======== Information supplied ========

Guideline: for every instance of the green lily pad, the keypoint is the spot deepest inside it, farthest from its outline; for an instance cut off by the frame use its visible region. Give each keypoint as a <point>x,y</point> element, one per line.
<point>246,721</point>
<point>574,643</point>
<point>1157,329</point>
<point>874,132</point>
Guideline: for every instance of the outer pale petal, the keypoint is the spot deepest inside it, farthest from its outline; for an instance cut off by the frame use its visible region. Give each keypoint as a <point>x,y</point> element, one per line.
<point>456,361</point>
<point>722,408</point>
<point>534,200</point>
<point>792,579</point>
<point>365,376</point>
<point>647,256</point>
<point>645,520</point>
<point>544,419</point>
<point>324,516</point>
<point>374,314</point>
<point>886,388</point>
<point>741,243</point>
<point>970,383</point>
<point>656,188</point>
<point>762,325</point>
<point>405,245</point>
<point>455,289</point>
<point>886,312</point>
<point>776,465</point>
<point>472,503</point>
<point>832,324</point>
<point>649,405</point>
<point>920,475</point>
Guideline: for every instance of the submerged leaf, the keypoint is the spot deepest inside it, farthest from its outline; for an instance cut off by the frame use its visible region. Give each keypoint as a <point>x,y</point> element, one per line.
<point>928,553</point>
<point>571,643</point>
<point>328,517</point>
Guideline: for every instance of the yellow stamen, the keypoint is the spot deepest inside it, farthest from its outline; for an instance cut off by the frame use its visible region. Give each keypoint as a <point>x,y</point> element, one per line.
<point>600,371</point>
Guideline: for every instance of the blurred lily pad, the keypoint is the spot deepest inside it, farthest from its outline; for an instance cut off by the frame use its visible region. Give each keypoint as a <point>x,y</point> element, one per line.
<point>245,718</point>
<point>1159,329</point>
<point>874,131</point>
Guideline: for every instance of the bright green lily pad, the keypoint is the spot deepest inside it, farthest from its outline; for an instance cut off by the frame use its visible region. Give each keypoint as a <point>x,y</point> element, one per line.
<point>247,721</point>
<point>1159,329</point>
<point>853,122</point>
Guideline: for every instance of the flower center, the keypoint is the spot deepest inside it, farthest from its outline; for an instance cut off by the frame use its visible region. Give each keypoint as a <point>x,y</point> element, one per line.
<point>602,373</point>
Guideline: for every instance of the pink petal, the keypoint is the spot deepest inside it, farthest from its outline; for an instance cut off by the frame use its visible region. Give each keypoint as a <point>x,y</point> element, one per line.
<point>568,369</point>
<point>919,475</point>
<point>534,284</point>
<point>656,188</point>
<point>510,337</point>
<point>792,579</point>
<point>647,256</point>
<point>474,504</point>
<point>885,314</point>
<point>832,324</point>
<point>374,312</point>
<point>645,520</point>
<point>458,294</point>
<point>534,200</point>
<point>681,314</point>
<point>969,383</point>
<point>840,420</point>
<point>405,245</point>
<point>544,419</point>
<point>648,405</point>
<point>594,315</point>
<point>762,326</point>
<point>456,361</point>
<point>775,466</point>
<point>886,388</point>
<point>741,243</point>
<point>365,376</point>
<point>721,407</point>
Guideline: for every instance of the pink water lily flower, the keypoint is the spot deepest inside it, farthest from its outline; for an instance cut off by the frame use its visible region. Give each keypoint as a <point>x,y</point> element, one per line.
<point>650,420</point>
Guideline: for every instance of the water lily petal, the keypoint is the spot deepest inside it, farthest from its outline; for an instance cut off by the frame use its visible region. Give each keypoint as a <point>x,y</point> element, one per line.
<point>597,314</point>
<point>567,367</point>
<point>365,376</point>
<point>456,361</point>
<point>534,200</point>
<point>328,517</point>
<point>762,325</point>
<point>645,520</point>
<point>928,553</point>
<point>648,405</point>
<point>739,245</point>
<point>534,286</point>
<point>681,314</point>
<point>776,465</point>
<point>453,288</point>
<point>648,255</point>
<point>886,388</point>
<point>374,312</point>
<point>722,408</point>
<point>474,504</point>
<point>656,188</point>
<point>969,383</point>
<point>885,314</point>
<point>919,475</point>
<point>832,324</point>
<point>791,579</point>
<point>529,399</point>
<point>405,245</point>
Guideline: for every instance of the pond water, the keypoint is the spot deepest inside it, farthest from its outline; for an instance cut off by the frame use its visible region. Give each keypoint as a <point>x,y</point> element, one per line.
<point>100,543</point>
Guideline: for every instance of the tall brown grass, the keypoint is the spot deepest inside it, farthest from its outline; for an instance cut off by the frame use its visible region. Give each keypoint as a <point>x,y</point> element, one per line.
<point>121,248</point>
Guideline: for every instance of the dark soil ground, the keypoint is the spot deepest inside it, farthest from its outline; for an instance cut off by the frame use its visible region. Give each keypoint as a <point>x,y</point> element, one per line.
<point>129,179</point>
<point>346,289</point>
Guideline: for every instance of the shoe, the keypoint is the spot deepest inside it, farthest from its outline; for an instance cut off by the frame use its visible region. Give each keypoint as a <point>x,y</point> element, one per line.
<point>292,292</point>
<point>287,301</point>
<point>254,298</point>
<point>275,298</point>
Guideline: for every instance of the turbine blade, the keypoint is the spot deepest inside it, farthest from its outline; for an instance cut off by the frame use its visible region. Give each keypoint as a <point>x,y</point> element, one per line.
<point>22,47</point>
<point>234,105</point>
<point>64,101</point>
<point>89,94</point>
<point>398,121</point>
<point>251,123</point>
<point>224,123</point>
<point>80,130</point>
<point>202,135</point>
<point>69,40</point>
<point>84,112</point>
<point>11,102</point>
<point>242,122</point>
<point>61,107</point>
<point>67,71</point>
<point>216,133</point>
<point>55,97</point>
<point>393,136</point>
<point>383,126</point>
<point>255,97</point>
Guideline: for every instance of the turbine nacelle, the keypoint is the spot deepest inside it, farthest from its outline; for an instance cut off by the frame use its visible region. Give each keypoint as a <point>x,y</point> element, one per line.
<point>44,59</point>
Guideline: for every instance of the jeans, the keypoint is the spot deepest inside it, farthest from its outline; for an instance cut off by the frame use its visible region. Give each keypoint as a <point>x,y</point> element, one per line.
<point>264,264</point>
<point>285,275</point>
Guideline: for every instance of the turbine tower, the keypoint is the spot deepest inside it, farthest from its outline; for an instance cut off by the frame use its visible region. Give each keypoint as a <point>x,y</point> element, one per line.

========

• What is required: Nothing but the lines from the one containing "Guideline: for every instance of the turbine nacelle, the" through the last line of the listing should be output, each exactly as written.

• Response area:
Guideline: for every instance of the turbine nacelle, the keypoint is the spot deepest inside it, farthest from its outline; for an instance cut off by the frame use its visible region. Give each keypoint as a <point>x,y</point> element, one per line.
<point>44,59</point>
Guideline: for every instance of the jeans, the keypoint is the spot deepest inside it, farthest from its outline; for an instance cut off by the frame use its visible region. Give each keypoint as a <point>x,y</point> element, one per line.
<point>264,264</point>
<point>285,275</point>
Guideline: for every instance of the turbine tower, the keypoint is the spot deepest inside it, farthest from its outline; for an instance cut off by the frame use its visible region. Give each keypoint as a <point>x,y</point> element, one per line.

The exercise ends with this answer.